:: Do this ::
Copy out these lines of the material below without changing them, beginning at the line that contains "the cup rim" and stopping after the line that contains "x=486, y=119". Leave the pictures out of your copy.

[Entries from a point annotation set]
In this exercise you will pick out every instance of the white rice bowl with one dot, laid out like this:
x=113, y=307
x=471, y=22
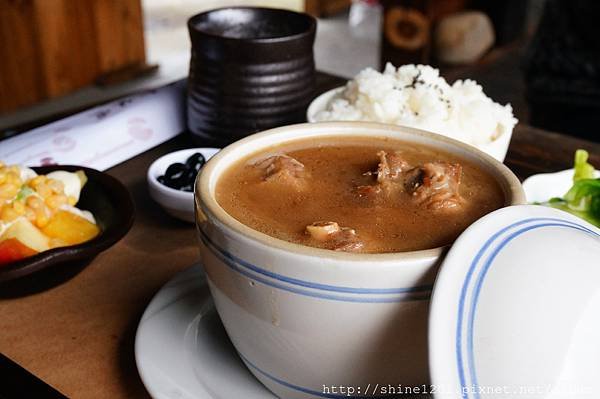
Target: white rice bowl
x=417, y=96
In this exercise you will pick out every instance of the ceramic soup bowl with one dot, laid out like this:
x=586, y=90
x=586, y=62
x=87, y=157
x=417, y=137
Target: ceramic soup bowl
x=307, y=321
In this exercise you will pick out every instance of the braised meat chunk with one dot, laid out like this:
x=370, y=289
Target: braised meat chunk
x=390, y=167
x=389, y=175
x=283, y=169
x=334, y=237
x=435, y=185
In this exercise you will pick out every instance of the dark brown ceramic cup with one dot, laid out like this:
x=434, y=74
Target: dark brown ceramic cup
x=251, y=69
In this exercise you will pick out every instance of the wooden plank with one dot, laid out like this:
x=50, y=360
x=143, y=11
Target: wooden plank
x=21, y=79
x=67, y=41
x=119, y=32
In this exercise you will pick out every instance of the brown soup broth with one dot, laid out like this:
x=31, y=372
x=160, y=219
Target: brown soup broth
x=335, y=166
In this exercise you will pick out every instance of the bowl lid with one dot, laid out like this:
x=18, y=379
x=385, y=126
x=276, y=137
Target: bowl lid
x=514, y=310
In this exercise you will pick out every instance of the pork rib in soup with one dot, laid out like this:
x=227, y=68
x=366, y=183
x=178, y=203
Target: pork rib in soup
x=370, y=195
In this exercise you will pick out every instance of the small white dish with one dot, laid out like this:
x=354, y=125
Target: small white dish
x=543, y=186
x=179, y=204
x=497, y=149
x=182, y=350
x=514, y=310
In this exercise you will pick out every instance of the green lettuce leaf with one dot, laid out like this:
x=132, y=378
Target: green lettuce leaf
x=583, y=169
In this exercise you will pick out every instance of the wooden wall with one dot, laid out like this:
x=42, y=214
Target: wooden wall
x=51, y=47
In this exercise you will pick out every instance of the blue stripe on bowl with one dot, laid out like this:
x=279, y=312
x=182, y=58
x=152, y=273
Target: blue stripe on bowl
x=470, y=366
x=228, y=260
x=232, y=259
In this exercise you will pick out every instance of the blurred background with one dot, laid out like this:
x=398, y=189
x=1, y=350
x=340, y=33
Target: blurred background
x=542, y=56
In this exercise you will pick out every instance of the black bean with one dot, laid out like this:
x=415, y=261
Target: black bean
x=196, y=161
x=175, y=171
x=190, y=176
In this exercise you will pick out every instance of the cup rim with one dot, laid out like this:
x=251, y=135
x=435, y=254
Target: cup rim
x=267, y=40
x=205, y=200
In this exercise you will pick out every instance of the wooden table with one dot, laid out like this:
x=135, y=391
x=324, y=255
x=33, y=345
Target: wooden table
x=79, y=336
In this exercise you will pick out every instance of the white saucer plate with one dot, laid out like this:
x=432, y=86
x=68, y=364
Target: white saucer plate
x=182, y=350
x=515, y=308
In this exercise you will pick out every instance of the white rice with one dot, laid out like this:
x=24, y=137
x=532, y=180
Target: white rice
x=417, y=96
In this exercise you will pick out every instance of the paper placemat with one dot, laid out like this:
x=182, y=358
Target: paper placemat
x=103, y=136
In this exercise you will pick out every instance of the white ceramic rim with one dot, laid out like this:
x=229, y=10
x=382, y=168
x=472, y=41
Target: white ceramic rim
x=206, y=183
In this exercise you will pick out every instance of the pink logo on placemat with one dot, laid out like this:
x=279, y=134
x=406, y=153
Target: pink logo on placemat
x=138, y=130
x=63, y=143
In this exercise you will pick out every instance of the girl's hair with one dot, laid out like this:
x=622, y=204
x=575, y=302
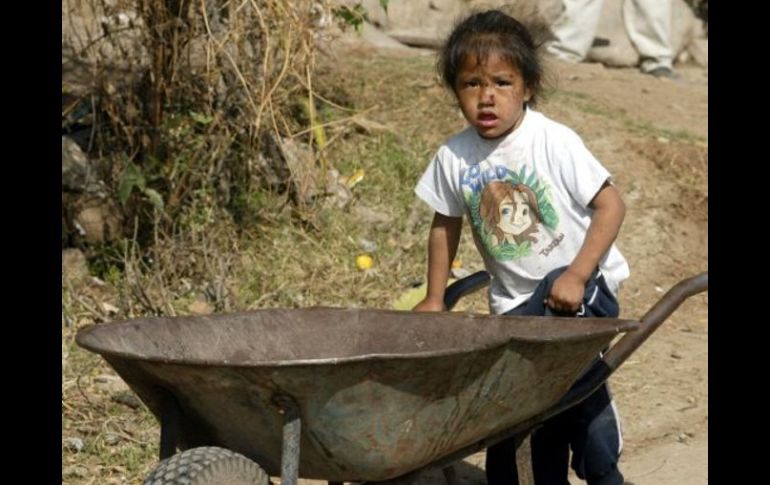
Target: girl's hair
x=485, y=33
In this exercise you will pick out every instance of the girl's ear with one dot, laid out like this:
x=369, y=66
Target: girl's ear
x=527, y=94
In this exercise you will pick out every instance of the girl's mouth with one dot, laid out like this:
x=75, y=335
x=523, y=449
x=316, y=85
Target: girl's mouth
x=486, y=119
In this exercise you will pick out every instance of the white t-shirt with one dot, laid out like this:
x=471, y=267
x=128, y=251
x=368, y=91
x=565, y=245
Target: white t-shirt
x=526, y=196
---
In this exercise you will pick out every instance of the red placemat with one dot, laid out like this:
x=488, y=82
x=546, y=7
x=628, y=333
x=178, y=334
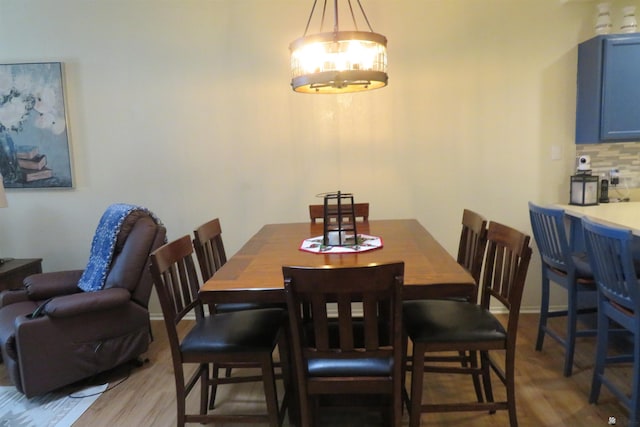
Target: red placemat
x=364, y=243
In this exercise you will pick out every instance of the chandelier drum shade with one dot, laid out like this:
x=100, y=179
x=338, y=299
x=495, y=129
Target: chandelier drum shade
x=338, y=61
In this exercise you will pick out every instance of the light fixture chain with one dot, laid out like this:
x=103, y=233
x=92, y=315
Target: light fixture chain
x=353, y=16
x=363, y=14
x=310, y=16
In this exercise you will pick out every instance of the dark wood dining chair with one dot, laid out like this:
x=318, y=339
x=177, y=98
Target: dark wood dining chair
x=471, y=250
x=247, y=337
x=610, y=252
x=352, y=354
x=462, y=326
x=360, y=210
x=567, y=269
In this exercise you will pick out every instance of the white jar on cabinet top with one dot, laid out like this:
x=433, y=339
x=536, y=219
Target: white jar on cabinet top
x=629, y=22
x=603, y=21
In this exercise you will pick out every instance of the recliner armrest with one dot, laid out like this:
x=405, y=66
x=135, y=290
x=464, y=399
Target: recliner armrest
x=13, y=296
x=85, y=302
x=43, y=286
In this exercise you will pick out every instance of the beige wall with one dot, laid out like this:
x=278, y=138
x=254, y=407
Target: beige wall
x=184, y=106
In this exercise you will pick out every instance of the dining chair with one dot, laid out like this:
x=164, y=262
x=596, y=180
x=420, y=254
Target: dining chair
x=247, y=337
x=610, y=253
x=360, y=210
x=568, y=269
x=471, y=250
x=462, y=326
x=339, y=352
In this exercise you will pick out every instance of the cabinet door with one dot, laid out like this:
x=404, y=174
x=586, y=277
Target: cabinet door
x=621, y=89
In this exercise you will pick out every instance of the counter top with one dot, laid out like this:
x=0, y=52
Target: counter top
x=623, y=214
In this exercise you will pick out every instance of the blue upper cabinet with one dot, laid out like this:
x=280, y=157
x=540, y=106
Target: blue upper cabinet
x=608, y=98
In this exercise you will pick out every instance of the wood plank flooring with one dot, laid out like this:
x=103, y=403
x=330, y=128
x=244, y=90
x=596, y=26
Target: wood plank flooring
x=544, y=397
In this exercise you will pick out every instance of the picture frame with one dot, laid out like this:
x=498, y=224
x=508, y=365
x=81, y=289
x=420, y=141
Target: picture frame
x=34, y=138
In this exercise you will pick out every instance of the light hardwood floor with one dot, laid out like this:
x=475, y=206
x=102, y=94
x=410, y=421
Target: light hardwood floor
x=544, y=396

:: Result of the exercise ::
In this exercise you will pick out every instance of the cup rim with one dot, laid out like this:
x=251, y=135
x=435, y=254
Target: cup rim
x=267, y=40
x=205, y=200
In this exercise you will pick out every instance of the wooden table with one dot, laid out like this:
x=135, y=391
x=324, y=255
x=33, y=345
Target: wooden table
x=79, y=336
In this exercise you will pick out every instance of the white saucer plate with one dot, laid out like this:
x=432, y=86
x=68, y=364
Target: white saucer plate
x=182, y=350
x=515, y=308
In this exercise you will pick out every instance of the white rice with one dot, laid out like this:
x=24, y=137
x=532, y=180
Target: white rice
x=417, y=96
In this exercise you will pick out every instance of the paper placemat with one dot, laid out like this:
x=182, y=358
Target: paper placemat
x=103, y=136
In this exercise you will pick out every instance of the white ceramic rim with one dot, laid out like this:
x=229, y=10
x=382, y=168
x=472, y=41
Target: white ceramic rim
x=206, y=183
In this exercise you will pick out every instance of the pink logo on placemat with one dot, laid out like this:
x=279, y=134
x=406, y=153
Target: pink logo on placemat
x=138, y=130
x=63, y=143
In this exercise you will pick out every instance of the girl's hair with one dot, laid out like this:
x=622, y=204
x=575, y=302
Target: girl's hair
x=485, y=33
In this exercise you will pick out every instance of the girl's ear with one dot, laid out like this:
x=369, y=66
Target: girl's ear
x=527, y=94
In this exercise you will pick out every instance of the girl's mouth with one dot, laid out like this:
x=75, y=335
x=523, y=449
x=316, y=85
Target: girl's mouth
x=486, y=119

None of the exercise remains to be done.